* [Selected excerpt]
######
Lin, J., Milligan, I., Oard, D. W., Ruest, N., & Shilton, K. (2020). We Could, but Should We?: Ethical Considerations for Providing Access to GeoCities and Other Historical Digital Collections. Proceedings of the 2020 Conference on Human Information Interaction and Retrieval, 135–144. https://doi.org/10.1145/3343413.3377980

This article considers the ethical issues of web archiving, particularly when it comes to researchers that want to work with older content. The authors suggest that research that uses certain online data sets, particularly the archived collection of GeoCities websites, necessarily changes the context of publication. Despite being published on the public web, GeoCites were once relatively private and making the archive freely available could disclose personal information in a way that had never been anticipated. While our use of the Genius.com database does not raise the same issues of private information, this article serves as an important reminder that by using publicly available data we are nevertheless transforming it and changing the context of publication.

Moser, S. (2007). Media modes of poetic reception: Reading lyrics versus listening to songs. Poetics, 35(4), 277–300. https://doi.org/10.1016/j.poetic.2007.01.002

In this article, Moser argues that “songs are a multisensorial mode of linguistic communication” and therefore analyses of how song texts are received may consider many factors. Although lyrics exist in multiple modalities, such as oral, printed, and audiovisual forms, most analyses of lyrics follow traditional methods of textual analysis. Moser suggests that lyrics that have been separated from their melody and vocal reproduction does not necessarily represent the full song text. This is an important caveat for our project, where lyrics specifically take a central role. While we may be able to describe broad trends in jazz lyrics, we must be weary of overgeneralizing our findings as representative of jazz music more

Myers, M. (2013). Why Jazz Happened. University of California Press.
######
* [Extracted entries]
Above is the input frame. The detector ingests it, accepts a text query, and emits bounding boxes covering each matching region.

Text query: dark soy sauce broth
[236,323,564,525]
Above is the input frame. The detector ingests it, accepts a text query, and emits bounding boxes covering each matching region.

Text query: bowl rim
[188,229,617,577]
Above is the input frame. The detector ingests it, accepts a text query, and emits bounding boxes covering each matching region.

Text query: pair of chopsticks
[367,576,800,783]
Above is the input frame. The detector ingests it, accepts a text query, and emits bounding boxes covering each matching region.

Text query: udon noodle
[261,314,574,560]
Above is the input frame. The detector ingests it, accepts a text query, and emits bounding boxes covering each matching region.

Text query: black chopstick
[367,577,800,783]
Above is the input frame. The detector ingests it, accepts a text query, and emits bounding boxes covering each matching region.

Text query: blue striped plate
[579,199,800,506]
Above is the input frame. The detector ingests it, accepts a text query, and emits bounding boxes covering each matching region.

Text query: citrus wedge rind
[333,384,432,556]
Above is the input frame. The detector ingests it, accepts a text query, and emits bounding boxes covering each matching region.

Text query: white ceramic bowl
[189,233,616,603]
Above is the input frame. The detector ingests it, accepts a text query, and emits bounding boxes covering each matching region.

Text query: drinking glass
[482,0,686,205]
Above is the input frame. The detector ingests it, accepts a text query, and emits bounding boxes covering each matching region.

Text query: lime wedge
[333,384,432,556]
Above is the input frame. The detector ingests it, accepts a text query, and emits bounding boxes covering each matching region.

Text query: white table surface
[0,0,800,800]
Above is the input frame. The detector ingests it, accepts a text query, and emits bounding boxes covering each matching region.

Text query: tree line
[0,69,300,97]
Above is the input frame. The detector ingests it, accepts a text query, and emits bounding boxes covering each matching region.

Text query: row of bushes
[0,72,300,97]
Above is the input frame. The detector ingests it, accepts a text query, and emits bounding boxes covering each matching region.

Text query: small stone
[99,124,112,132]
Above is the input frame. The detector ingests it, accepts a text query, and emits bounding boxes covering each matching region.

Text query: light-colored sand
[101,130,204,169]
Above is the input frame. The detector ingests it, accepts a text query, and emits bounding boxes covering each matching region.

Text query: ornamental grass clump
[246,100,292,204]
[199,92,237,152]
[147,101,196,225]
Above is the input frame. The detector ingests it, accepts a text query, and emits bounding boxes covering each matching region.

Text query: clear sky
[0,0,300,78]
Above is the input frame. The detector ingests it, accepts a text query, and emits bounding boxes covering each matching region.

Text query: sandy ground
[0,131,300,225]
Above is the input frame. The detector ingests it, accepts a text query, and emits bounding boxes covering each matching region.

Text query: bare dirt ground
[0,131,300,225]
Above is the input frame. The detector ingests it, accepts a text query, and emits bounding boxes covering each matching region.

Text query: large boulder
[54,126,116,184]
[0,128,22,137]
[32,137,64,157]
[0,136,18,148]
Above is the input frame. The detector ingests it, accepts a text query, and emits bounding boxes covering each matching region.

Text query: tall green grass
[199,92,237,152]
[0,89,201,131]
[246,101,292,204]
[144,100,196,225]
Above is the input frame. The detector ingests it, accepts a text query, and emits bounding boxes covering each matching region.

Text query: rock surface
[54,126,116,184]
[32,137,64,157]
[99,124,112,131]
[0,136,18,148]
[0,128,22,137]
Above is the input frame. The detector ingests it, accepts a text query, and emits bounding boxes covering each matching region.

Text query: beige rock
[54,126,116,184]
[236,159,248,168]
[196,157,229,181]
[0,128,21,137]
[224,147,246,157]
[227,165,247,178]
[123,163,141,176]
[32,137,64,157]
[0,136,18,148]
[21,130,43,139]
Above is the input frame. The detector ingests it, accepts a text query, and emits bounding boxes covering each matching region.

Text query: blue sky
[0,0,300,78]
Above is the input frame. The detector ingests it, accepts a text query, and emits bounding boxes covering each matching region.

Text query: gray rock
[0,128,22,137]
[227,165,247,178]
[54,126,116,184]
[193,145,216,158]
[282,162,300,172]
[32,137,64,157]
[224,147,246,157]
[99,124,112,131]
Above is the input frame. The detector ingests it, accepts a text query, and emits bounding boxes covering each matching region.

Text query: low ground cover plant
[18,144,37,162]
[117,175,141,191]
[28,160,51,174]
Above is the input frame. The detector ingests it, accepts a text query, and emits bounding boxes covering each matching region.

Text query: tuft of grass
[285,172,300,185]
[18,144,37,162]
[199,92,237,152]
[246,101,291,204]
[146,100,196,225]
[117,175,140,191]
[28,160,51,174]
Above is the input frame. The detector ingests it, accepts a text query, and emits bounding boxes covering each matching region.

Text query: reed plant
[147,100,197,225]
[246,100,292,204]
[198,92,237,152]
######
* [Tasks to carry out]
• 1. Reproduce the annotated bibliography from "This article considers" through "changing the context of publication.", swapping "researchers" for "scholars".
• 2. In the annotated bibliography, how does Moser describe songs?

* [Solutions to the problems]
• 1.
This article considers the ethical issues of web archiving, particularly when it comes to scholars that want to work with older content. The authors suggest that research that uses certain online data sets, particularly the archived collection of GeoCities websites, necessarily changes the context of publication. Despite being published on the public web, GeoCites were once relatively private and making the archive freely available could disclose personal information in a way that had never been anticipated. While our use of the Genius.com database does not raise the same issues of private information, this article serves as an important reminder that by using publicly available data we are nevertheless transforming it and changing the context of publication.

• 2. As "a multisensorial mode of linguistic communication."